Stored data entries
********

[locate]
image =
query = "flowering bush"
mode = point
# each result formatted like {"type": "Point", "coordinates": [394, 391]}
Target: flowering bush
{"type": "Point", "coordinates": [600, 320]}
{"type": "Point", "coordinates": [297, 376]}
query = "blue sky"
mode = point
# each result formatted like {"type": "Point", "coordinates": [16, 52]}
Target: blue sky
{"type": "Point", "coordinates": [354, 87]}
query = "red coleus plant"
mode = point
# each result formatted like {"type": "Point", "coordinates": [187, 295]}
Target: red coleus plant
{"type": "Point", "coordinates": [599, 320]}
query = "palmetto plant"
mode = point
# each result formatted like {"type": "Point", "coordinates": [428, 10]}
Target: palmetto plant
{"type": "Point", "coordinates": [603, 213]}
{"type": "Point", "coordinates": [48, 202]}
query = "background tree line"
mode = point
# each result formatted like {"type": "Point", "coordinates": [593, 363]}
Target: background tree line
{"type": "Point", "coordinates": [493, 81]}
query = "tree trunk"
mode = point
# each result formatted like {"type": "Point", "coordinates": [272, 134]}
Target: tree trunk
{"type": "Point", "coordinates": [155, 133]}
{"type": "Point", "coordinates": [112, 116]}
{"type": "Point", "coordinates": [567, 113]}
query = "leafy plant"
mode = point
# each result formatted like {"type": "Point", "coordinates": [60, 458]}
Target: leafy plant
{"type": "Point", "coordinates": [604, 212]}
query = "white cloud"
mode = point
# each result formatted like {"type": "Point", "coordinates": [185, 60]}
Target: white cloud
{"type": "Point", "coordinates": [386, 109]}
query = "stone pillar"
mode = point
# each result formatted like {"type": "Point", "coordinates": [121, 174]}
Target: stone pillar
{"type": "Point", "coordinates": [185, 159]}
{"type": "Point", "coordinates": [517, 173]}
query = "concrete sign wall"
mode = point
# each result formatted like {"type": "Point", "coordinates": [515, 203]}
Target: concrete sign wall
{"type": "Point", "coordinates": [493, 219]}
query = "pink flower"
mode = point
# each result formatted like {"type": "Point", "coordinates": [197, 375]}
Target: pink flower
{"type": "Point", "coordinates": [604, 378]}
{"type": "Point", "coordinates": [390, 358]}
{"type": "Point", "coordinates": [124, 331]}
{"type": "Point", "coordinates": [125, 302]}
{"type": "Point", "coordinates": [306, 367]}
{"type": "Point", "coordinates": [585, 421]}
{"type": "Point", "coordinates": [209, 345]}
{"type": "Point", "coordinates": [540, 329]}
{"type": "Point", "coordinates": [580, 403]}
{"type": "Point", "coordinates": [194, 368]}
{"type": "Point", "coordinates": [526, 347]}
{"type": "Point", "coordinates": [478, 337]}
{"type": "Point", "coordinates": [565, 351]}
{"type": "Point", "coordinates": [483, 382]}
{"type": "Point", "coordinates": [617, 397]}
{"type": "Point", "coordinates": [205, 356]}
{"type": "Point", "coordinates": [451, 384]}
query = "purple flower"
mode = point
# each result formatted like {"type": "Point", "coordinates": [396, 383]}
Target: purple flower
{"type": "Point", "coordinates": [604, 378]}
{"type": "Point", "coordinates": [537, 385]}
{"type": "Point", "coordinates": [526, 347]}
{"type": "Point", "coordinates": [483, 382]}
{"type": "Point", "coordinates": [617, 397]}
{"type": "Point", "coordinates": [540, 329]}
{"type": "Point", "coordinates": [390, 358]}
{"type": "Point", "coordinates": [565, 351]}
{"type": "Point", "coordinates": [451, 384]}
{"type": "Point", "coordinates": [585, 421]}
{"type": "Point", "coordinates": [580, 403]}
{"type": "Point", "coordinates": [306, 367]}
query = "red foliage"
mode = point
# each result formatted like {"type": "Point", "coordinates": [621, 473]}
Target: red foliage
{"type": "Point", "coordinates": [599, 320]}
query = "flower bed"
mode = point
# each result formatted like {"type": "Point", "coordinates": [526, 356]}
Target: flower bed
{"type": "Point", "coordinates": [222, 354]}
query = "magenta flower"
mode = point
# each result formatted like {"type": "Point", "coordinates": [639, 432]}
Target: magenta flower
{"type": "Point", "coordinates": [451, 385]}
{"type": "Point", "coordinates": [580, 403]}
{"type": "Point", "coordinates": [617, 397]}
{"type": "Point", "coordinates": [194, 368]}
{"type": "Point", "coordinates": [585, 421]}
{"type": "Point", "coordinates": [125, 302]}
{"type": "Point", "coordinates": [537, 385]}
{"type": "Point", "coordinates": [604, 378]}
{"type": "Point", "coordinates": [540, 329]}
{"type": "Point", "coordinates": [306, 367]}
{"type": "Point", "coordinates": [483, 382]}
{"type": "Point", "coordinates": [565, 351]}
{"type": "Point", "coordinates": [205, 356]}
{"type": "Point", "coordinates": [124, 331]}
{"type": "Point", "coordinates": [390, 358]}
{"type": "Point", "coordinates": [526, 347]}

********

- [Problem requirements] Copy out every entry exactly.

- [Task solution]
[locate]
image =
query = "flowering bush"
mode = point
# each result formatted like {"type": "Point", "coordinates": [394, 391]}
Target: flowering bush
{"type": "Point", "coordinates": [600, 320]}
{"type": "Point", "coordinates": [297, 376]}
query = "blue sky"
mode = point
# each result formatted like {"type": "Point", "coordinates": [16, 52]}
Target: blue sky
{"type": "Point", "coordinates": [354, 87]}
query = "red coleus plant"
mode = point
# each result formatted like {"type": "Point", "coordinates": [187, 295]}
Target: red coleus plant
{"type": "Point", "coordinates": [599, 320]}
query = "palmetto plant"
mode = point
# each result formatted like {"type": "Point", "coordinates": [428, 10]}
Target: palmetto plant
{"type": "Point", "coordinates": [603, 213]}
{"type": "Point", "coordinates": [48, 202]}
query = "background tree line"
mode = point
# each result formatted like {"type": "Point", "coordinates": [593, 363]}
Target: background tree line
{"type": "Point", "coordinates": [493, 81]}
query = "tree trunk"
mode = point
# each result formatted like {"type": "Point", "coordinates": [272, 134]}
Target: tree trunk
{"type": "Point", "coordinates": [155, 133]}
{"type": "Point", "coordinates": [112, 116]}
{"type": "Point", "coordinates": [567, 113]}
query = "leafy plant"
mode = point
# each result formatted like {"type": "Point", "coordinates": [60, 458]}
Target: leafy plant
{"type": "Point", "coordinates": [604, 212]}
query = "white cloud"
mode = point
# each result formatted like {"type": "Point", "coordinates": [185, 60]}
Target: white cloud
{"type": "Point", "coordinates": [386, 109]}
query = "stone pillar"
mode = point
# each result formatted like {"type": "Point", "coordinates": [121, 174]}
Target: stone pillar
{"type": "Point", "coordinates": [185, 159]}
{"type": "Point", "coordinates": [517, 173]}
query = "concrete sign wall"
mode = point
# each result formatted like {"type": "Point", "coordinates": [515, 203]}
Target: concrete sign wall
{"type": "Point", "coordinates": [493, 219]}
query = "pink flower"
mode = point
# each result formatted like {"type": "Point", "coordinates": [197, 375]}
Target: pink flower
{"type": "Point", "coordinates": [604, 378]}
{"type": "Point", "coordinates": [390, 358]}
{"type": "Point", "coordinates": [124, 331]}
{"type": "Point", "coordinates": [125, 302]}
{"type": "Point", "coordinates": [306, 367]}
{"type": "Point", "coordinates": [585, 421]}
{"type": "Point", "coordinates": [209, 345]}
{"type": "Point", "coordinates": [540, 329]}
{"type": "Point", "coordinates": [580, 403]}
{"type": "Point", "coordinates": [194, 368]}
{"type": "Point", "coordinates": [526, 347]}
{"type": "Point", "coordinates": [478, 337]}
{"type": "Point", "coordinates": [565, 351]}
{"type": "Point", "coordinates": [483, 382]}
{"type": "Point", "coordinates": [617, 397]}
{"type": "Point", "coordinates": [205, 356]}
{"type": "Point", "coordinates": [451, 384]}
query = "purple flower"
mode = point
# each result formatted like {"type": "Point", "coordinates": [396, 383]}
Target: purple flower
{"type": "Point", "coordinates": [604, 378]}
{"type": "Point", "coordinates": [537, 385]}
{"type": "Point", "coordinates": [526, 347]}
{"type": "Point", "coordinates": [483, 382]}
{"type": "Point", "coordinates": [617, 397]}
{"type": "Point", "coordinates": [540, 329]}
{"type": "Point", "coordinates": [390, 358]}
{"type": "Point", "coordinates": [565, 351]}
{"type": "Point", "coordinates": [451, 384]}
{"type": "Point", "coordinates": [585, 421]}
{"type": "Point", "coordinates": [580, 403]}
{"type": "Point", "coordinates": [306, 367]}
query = "red foliage"
mode = point
# each result formatted like {"type": "Point", "coordinates": [621, 473]}
Target: red foliage
{"type": "Point", "coordinates": [599, 320]}
query = "flower bed"
mode = point
# each result formatted like {"type": "Point", "coordinates": [526, 356]}
Target: flower bed
{"type": "Point", "coordinates": [222, 354]}
query = "magenta flower"
mode = point
# each result formatted like {"type": "Point", "coordinates": [639, 432]}
Target: magenta flower
{"type": "Point", "coordinates": [451, 385]}
{"type": "Point", "coordinates": [580, 403]}
{"type": "Point", "coordinates": [617, 397]}
{"type": "Point", "coordinates": [194, 368]}
{"type": "Point", "coordinates": [585, 421]}
{"type": "Point", "coordinates": [125, 302]}
{"type": "Point", "coordinates": [537, 385]}
{"type": "Point", "coordinates": [604, 378]}
{"type": "Point", "coordinates": [540, 329]}
{"type": "Point", "coordinates": [306, 367]}
{"type": "Point", "coordinates": [483, 382]}
{"type": "Point", "coordinates": [565, 351]}
{"type": "Point", "coordinates": [205, 356]}
{"type": "Point", "coordinates": [124, 331]}
{"type": "Point", "coordinates": [390, 358]}
{"type": "Point", "coordinates": [526, 347]}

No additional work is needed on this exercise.